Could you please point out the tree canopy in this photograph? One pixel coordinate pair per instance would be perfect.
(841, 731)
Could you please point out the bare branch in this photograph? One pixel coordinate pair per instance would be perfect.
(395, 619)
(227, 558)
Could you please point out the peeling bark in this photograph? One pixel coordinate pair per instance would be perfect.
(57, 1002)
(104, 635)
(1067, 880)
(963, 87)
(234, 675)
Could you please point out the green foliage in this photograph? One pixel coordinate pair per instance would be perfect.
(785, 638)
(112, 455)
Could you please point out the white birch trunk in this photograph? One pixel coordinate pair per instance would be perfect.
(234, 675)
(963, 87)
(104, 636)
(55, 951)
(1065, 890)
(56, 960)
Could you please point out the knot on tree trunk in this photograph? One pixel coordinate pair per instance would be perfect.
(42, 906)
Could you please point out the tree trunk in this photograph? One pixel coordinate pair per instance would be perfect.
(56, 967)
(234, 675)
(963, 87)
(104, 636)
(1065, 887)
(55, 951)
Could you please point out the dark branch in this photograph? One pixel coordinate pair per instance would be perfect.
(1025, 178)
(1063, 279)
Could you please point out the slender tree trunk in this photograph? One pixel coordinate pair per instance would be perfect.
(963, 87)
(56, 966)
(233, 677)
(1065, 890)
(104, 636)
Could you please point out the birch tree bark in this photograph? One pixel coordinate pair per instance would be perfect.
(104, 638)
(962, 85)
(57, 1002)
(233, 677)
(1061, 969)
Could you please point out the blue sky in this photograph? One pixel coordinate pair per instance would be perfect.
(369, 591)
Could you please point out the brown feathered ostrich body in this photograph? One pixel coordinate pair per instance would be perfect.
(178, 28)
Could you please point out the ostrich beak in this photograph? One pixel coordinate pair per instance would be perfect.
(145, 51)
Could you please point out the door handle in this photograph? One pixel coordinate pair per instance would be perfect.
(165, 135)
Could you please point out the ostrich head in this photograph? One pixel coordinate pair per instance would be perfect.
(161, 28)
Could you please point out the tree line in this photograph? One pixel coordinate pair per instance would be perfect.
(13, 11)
# # # # # # #
== Task to carry out ==
Print all of the records above again, word for word and without any changes.

== Result for this task ==
Could you please point out the tree canopy in this photograph? One pixel coordinate pair per instance would be perfect.
(841, 731)
Could you please point out the bare branch in this photograph? One pixel coordinate pair per instance would be perfect.
(395, 619)
(227, 558)
Could you please point out the peeling bark in this photograph? One pixel coordinate pair per instance would be perfect.
(57, 1002)
(104, 635)
(1067, 880)
(963, 87)
(234, 675)
Could you please point out the green foliage in this photograph? One pixel coordinate pair per instance would be perfect.
(785, 638)
(112, 455)
Could you please point out the white birch trunk in this photograph? One pixel coordinate pair per instance would be perfect.
(234, 675)
(963, 87)
(104, 636)
(55, 951)
(1065, 890)
(56, 960)
Could you please point out the knot on tree trunk in this photograph? One pixel coordinate pair per instance would be perfect.
(42, 906)
Could you please point out the tree trunk in this photograph? One pixel coordinate pair per instance would be perfect.
(56, 967)
(234, 675)
(963, 87)
(104, 636)
(1065, 887)
(55, 951)
Could you please point out the dark branch in this photograph? One pixel coordinate pair per instance would be perfect.
(1025, 178)
(1063, 279)
Could you please point out the slender tree trunk in this photograph? One pixel coordinate pair per instance would be perfect.
(963, 87)
(56, 966)
(233, 677)
(1065, 890)
(104, 636)
Could you please point out the birch tree bark in this photograph? One pixel coordinate pair per instance would be perfect.
(104, 638)
(962, 85)
(57, 1002)
(233, 677)
(1061, 969)
Could you please point out the blue sky in this photograph? One pixel coordinate pair per instance would be perfect.
(369, 591)
Could you please point out the brown feathered ostrich body in this photograph? One pixel coordinate pair per instance would be perfect.
(178, 28)
Could you please point out the ostrich beak in this photograph? One pixel coordinate pair per instance would be perfect.
(145, 51)
Could you please point out the door handle in this photograph? One pixel coordinate pair per instance would be perfect.
(165, 135)
Could you please point out the ostrich head in this photograph? One pixel coordinate pair per instance would be perfect.
(161, 28)
Could you please point out the tree line in this photograph? One pixel coordinate pair per instance would be perfect.
(13, 11)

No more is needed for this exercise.